課題 a → このあとに続く、墓所の見張りを描いた文章を、全文そのまま再度示してください。

──────── 文書本文 ────────

歳月は飛び去る枯れ葉のごとく。
すべては暗闇のうちにあり、すべては沈黙に包まれている。
君は飾られた石棺の前に立ち、考えることも呼吸することもなく、寝ずの番をする。
そうするよう課せられているのだ。名前を思い出すことはあたわず、それでも見張りを続ける。
骨から肉が剥がれ落ちてしまうが、それでも見張りを続ける。
そうしてある日、灯りと動くものが現れ、君は逆棘の付いた斧の重みを手に感じて、盾を持ち上げる。
闘いに餓え、墓荒らしの血気盛んな小童どもと自らの技量を比べたくてたまらない。
もはや君が命を取り戻すことなど起こりえないのだが、この瞬間、すなわち墓所への冒涜と侵入者の破滅との間に起こる混乱に身を置くとき、君は間違いなく生きている。そして、自らがかつてどのようなものであったかを思い出し、在りし日を追想するのだ。

──────── データ行 ────────

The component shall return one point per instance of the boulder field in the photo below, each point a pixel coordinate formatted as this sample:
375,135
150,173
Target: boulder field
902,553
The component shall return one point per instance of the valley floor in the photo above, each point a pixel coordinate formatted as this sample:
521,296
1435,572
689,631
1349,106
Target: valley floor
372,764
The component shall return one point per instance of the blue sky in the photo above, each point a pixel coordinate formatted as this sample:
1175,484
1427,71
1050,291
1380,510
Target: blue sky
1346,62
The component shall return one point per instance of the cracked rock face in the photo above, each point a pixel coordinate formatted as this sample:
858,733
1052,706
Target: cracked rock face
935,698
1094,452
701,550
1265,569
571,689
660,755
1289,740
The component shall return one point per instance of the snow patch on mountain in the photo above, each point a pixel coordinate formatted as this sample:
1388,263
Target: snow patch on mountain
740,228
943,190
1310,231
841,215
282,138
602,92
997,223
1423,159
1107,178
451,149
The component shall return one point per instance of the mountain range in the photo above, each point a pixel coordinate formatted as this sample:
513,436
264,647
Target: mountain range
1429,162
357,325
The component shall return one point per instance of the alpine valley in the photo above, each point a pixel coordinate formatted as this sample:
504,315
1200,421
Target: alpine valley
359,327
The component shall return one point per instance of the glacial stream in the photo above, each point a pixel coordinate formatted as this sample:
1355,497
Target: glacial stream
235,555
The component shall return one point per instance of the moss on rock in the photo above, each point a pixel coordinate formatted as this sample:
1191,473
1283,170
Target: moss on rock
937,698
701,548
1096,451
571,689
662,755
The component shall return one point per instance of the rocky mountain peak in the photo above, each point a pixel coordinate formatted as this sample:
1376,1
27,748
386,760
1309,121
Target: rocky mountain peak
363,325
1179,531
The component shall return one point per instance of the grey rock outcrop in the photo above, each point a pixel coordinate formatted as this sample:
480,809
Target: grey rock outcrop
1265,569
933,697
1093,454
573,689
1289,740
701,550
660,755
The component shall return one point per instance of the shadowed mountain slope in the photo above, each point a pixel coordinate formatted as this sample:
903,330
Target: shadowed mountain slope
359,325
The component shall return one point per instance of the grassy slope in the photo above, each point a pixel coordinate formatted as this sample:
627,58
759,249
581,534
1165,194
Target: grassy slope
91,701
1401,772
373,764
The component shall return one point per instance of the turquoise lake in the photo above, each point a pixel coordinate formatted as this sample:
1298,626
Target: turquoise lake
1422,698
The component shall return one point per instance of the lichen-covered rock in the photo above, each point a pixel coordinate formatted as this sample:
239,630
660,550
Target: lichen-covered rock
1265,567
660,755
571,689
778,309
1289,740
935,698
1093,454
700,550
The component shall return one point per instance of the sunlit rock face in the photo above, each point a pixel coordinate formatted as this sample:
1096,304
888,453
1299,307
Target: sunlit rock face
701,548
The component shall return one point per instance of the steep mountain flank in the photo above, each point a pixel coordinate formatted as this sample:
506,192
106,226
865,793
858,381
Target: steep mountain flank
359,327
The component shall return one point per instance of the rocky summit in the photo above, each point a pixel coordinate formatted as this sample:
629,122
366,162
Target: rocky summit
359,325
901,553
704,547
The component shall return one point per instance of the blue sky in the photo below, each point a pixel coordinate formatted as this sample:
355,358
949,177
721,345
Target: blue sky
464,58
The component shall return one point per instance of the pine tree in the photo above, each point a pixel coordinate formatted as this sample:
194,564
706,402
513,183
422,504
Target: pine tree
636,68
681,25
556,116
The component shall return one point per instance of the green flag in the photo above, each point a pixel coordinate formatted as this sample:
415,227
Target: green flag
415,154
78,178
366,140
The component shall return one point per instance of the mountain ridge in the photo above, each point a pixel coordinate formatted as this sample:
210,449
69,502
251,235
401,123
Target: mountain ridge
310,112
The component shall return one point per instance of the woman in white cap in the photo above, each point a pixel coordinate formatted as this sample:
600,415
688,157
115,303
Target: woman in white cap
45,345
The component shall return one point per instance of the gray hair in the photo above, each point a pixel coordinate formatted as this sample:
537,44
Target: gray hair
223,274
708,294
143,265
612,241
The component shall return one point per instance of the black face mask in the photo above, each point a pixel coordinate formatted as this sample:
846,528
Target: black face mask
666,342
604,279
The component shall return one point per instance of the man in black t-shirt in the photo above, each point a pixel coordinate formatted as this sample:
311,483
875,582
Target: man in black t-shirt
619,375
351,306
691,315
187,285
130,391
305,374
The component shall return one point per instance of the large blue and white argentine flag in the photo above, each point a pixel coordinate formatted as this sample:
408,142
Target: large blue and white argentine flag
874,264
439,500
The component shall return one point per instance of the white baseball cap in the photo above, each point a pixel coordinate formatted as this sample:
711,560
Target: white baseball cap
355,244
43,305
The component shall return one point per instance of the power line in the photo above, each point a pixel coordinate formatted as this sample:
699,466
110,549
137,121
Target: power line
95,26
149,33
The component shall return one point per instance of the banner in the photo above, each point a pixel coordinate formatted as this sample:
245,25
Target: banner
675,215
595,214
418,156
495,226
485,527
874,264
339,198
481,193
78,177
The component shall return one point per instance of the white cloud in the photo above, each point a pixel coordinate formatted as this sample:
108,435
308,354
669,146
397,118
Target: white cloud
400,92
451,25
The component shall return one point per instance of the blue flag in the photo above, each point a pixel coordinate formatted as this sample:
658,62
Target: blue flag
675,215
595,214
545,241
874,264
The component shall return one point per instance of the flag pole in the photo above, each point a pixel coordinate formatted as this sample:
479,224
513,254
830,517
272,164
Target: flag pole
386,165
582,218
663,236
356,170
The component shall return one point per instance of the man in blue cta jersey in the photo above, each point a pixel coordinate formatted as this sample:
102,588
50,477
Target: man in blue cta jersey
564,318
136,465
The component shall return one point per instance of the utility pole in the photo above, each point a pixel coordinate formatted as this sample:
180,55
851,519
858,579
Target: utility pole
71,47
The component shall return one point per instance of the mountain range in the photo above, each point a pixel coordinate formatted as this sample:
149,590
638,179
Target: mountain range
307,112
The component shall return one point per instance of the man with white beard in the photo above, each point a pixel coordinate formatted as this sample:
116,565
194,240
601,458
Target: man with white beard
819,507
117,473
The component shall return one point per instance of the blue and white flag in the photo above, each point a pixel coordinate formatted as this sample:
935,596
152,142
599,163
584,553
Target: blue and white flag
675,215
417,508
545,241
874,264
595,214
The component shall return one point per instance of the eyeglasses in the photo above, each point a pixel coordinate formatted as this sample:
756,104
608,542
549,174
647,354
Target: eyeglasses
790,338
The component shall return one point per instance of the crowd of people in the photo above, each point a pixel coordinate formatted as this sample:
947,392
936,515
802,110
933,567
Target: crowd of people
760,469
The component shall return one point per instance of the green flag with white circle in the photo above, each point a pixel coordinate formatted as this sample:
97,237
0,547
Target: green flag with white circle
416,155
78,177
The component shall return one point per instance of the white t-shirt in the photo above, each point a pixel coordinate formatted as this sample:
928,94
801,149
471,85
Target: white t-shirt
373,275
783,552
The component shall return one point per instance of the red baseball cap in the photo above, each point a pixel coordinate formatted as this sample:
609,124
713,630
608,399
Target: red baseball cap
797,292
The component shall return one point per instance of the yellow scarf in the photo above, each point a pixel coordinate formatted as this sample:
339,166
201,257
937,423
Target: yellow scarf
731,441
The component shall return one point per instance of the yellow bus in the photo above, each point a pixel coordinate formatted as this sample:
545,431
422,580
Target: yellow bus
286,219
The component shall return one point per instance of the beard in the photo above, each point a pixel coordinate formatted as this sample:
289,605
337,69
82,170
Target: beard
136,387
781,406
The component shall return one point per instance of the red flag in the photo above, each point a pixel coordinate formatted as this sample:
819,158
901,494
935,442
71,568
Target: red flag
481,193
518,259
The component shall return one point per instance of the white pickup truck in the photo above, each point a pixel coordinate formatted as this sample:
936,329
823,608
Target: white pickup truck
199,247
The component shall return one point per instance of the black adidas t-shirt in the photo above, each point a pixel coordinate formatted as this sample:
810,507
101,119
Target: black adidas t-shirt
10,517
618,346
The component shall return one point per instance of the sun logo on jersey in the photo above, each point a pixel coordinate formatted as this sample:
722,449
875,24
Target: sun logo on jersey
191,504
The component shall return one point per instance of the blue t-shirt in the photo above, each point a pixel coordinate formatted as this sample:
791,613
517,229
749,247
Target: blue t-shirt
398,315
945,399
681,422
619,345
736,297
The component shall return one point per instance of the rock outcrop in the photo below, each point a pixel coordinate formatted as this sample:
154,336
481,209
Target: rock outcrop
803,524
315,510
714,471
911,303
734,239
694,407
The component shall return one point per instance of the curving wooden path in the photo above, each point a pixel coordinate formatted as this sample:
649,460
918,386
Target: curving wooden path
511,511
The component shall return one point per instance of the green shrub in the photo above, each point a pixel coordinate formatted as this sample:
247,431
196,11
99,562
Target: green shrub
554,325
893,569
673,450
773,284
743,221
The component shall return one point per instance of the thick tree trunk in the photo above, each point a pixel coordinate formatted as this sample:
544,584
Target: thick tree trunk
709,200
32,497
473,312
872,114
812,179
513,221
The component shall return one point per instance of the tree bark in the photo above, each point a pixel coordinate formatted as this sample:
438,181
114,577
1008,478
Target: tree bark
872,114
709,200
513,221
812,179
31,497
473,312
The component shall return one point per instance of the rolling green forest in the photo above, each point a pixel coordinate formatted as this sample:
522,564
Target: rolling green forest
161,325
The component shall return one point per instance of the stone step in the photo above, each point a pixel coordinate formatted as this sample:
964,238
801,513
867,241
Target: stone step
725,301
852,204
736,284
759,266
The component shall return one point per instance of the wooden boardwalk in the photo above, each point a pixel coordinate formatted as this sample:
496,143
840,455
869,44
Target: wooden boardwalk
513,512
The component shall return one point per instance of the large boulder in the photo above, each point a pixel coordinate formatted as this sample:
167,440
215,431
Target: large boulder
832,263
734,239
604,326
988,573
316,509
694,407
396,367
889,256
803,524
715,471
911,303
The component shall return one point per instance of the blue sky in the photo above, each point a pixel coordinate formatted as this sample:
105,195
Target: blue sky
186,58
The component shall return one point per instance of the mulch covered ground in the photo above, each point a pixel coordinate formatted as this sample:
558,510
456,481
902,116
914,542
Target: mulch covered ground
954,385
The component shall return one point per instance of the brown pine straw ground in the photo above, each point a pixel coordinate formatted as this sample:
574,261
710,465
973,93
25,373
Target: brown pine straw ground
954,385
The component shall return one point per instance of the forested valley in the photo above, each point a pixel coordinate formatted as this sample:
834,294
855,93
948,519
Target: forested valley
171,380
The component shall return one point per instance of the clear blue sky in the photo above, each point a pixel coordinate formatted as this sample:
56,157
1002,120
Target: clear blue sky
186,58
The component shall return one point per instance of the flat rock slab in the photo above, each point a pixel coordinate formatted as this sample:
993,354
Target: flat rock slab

────────

課題 b → 上のレコードで「glacial」という語を含む行はいくつありますか。数だけを答えてください。

出力結果 a →
歳月は飛び去る枯れ葉のごとく。
すべては暗闇のうちにあり、すべては沈黙に包まれている。
君は飾られた石棺の前に立ち、考えることも呼吸することもなく、寝ずの番をする。
そうするよう課せられているのだ。名前を思い出すことはあたわず、それでも見張りを続ける。
骨から肉が剥がれ落ちてしまうが、それでも見張りを続ける。
そうしてある日、灯りと動くものが現れ、君は逆棘の付いた斧の重みを手に感じて、盾を持ち上げる。
闘いに餓え、墓荒らしの血気盛んな小童どもと自らの技量を比べたくてたまらない。
もはや君が命を取り戻すことなど起こりえないのだが、この瞬間、すなわち墓所への冒涜と侵入者の破滅との間に起こる混乱に身を置くとき、君は間違いなく生きている。そして、自らがかつてどのようなものであったかを思い出し、在りし日を追想するのだ。

出力結果 b → 2